(Extracted data entries)

####

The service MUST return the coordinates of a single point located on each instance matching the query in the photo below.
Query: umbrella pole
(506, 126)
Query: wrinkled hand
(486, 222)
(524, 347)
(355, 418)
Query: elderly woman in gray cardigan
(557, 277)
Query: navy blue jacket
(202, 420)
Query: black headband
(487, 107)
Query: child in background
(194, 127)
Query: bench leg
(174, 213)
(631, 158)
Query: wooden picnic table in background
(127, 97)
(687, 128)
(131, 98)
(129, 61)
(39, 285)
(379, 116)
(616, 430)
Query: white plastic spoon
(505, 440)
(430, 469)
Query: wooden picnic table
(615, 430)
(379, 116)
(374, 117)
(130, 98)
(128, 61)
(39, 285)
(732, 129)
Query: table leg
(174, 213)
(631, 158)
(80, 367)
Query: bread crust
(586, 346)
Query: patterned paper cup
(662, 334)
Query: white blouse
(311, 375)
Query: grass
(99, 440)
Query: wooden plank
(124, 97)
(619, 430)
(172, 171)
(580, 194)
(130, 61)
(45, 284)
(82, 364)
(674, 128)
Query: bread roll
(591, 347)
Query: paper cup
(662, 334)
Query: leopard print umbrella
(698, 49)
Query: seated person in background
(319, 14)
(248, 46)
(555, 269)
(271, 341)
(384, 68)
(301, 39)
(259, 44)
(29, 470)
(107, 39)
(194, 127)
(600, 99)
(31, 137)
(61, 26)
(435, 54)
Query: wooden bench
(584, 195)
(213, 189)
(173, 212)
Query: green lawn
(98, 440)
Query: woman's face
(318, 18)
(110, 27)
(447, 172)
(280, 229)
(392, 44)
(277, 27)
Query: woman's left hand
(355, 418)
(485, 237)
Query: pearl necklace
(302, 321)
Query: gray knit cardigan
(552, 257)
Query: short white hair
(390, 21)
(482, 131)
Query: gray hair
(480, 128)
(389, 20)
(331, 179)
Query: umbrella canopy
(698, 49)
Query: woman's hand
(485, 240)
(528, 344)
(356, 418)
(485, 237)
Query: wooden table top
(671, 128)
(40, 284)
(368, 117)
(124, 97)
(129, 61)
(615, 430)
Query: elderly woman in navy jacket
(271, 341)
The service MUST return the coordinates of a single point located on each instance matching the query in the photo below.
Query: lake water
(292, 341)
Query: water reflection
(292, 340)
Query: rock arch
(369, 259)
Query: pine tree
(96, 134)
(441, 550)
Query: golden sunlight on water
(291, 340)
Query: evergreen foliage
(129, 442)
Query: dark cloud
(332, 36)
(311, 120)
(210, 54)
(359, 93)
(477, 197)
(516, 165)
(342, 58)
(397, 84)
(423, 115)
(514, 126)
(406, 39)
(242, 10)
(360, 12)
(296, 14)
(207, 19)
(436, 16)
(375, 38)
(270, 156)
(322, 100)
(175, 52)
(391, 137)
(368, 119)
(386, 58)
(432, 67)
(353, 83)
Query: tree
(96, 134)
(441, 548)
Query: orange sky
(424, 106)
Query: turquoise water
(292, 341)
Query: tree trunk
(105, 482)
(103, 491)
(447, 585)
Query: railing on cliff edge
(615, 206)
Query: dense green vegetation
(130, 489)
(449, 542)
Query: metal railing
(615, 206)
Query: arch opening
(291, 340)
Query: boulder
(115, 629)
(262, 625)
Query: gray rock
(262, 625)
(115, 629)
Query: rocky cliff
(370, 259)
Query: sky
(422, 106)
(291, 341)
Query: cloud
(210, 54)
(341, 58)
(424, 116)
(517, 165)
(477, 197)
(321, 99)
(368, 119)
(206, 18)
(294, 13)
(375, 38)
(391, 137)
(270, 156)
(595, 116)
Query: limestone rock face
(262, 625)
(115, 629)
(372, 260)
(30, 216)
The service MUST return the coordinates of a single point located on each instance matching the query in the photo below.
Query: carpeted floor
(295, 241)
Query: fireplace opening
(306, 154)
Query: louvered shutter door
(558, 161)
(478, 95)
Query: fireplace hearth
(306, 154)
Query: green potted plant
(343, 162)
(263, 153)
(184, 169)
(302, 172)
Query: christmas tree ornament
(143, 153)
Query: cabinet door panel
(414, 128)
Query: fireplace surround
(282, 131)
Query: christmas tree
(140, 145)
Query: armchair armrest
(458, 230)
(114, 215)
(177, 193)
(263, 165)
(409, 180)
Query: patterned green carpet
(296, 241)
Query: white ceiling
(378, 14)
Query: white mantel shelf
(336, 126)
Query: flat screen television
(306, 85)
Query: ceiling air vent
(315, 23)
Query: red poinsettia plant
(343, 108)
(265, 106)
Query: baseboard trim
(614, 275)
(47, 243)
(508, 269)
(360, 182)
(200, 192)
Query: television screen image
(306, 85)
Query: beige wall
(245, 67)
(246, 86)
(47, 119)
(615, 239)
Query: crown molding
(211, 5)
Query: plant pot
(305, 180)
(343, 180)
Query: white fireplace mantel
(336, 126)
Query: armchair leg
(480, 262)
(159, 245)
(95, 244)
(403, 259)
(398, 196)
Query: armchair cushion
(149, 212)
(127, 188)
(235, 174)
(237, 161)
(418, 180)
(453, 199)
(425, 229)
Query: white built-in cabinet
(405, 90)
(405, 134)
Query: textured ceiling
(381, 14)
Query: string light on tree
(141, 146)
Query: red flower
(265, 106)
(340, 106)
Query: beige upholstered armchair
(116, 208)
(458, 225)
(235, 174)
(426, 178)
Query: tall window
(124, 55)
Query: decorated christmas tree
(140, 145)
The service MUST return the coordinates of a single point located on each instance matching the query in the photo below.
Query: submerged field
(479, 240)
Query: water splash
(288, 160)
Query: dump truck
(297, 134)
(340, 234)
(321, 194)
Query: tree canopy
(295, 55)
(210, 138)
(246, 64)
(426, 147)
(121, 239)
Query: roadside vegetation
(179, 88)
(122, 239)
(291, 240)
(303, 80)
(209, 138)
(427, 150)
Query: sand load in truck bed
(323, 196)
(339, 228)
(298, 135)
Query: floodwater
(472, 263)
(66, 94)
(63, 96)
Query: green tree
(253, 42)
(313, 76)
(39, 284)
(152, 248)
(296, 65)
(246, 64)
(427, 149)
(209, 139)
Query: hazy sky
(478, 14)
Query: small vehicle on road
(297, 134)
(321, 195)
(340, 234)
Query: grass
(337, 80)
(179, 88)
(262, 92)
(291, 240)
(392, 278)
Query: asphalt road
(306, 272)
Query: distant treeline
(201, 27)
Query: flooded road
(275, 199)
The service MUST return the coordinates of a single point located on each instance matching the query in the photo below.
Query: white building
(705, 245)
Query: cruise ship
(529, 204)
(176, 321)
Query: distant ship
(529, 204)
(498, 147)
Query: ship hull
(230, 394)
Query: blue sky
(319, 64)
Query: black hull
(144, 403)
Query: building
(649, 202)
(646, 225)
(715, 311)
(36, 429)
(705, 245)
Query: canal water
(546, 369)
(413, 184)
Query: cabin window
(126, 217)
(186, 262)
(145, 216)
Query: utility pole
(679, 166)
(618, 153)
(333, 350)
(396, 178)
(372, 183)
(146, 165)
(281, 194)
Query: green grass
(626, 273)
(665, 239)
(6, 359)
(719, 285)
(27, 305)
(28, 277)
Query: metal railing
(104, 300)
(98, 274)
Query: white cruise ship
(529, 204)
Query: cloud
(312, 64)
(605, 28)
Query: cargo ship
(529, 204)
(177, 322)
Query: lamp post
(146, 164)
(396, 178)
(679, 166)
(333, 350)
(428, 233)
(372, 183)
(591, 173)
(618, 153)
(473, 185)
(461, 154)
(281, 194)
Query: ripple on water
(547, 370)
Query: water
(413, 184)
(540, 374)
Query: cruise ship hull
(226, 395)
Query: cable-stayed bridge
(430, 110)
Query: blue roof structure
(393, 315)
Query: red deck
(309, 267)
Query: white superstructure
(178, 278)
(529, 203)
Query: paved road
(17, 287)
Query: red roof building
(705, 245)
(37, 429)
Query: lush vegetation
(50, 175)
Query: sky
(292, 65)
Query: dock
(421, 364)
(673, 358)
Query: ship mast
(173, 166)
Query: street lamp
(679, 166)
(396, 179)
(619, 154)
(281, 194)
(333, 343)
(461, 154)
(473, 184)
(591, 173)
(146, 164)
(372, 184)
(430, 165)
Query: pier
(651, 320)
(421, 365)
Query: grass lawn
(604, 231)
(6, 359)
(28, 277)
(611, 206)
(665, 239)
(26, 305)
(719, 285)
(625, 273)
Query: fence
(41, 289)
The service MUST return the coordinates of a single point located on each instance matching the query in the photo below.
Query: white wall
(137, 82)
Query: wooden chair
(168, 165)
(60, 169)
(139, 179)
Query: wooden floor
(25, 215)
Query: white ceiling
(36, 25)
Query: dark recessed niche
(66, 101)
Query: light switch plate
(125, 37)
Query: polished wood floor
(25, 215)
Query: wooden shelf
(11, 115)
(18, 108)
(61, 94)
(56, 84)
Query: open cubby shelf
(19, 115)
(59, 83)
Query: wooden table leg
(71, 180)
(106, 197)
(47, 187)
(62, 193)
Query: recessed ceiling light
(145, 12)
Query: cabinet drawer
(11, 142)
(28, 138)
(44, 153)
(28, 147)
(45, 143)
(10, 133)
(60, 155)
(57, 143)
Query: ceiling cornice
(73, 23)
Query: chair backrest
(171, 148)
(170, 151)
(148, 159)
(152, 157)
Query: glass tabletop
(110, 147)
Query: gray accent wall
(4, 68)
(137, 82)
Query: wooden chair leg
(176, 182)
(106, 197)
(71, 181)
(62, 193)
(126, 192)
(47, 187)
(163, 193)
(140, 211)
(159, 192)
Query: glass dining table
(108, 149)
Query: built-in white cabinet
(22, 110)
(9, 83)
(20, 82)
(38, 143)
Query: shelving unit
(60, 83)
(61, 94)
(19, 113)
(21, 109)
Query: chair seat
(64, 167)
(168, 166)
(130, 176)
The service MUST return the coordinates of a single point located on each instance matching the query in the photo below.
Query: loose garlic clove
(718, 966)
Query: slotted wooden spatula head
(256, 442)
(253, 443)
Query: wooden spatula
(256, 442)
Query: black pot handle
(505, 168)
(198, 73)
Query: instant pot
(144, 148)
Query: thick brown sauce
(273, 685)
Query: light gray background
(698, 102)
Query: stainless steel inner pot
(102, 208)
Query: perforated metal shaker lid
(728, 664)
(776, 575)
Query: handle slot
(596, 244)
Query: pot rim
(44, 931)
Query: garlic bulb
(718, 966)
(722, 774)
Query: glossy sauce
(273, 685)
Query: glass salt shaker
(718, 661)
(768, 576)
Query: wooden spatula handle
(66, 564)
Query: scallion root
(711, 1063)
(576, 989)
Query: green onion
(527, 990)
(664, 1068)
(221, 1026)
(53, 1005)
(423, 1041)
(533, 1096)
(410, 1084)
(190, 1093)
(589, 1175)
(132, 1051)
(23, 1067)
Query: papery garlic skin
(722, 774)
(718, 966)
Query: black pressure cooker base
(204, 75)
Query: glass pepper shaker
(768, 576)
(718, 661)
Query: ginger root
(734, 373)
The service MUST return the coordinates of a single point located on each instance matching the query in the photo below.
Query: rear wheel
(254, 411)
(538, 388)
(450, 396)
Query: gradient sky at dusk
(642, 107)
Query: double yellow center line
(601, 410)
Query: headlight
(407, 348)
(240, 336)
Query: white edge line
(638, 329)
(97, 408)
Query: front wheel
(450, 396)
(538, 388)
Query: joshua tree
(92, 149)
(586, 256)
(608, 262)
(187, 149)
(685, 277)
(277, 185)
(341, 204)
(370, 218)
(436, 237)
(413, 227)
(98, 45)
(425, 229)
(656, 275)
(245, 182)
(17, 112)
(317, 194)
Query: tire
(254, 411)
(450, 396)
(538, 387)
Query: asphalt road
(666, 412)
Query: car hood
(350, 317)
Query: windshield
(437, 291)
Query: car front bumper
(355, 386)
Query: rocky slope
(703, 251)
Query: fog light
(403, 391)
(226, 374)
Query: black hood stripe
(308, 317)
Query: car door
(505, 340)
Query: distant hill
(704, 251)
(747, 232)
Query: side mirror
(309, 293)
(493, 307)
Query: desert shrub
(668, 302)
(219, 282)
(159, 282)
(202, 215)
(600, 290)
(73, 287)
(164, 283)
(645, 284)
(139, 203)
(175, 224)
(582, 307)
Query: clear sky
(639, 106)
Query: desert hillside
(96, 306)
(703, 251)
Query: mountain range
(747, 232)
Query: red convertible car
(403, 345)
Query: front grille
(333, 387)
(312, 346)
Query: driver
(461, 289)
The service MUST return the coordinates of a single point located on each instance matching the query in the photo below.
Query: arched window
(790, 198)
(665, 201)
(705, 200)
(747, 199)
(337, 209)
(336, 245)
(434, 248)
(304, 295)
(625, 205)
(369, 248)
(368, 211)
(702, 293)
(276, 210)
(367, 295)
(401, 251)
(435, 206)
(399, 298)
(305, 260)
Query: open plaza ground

####

DIRECTIONS: Take the line with "Query: gradient sky at dusk" and all lines after it to the last line, and reproduce them exactly.

EXERCISE ANSWER:
Query: gradient sky at dusk
(642, 107)
Query: double yellow center line
(601, 410)
Query: headlight
(407, 348)
(240, 336)
Query: white edge line
(638, 329)
(97, 408)
Query: front wheel
(450, 396)
(538, 388)
Query: joshua tree
(92, 149)
(586, 256)
(608, 262)
(187, 149)
(685, 277)
(277, 185)
(341, 204)
(370, 218)
(436, 237)
(413, 227)
(98, 45)
(425, 229)
(656, 275)
(245, 182)
(17, 112)
(317, 194)
Query: tire
(254, 411)
(450, 396)
(538, 387)
Query: asphalt road
(666, 412)
Query: car hood
(350, 317)
Query: windshield
(437, 291)
Query: car front bumper
(355, 386)
Query: rocky slope
(703, 251)
Query: fog light
(403, 391)
(226, 374)
Query: black hood stripe
(308, 317)
Query: car door
(505, 340)
Query: distant hill
(704, 251)
(747, 232)
Query: side mirror
(309, 293)
(493, 307)
Query: desert shrub
(668, 302)
(219, 282)
(159, 282)
(202, 215)
(600, 290)
(73, 287)
(164, 283)
(645, 284)
(139, 203)
(175, 224)
(582, 307)
Query: clear sky
(639, 106)
Query: desert hillside
(96, 306)
(703, 251)
Query: mountain range
(747, 232)
Query: red convertible car
(403, 345)
Query: front grille
(333, 387)
(312, 346)
Query: driver
(461, 289)
The service MUST return the coordinates of a single point located on each instance matching the query in the photo below.
Query: arched window
(790, 198)
(665, 201)
(705, 200)
(747, 199)
(337, 209)
(336, 245)
(434, 248)
(304, 295)
(625, 205)
(369, 248)
(368, 211)
(702, 293)
(276, 210)
(367, 295)
(401, 251)
(435, 206)
(399, 298)
(305, 260)
Query: open plaza ground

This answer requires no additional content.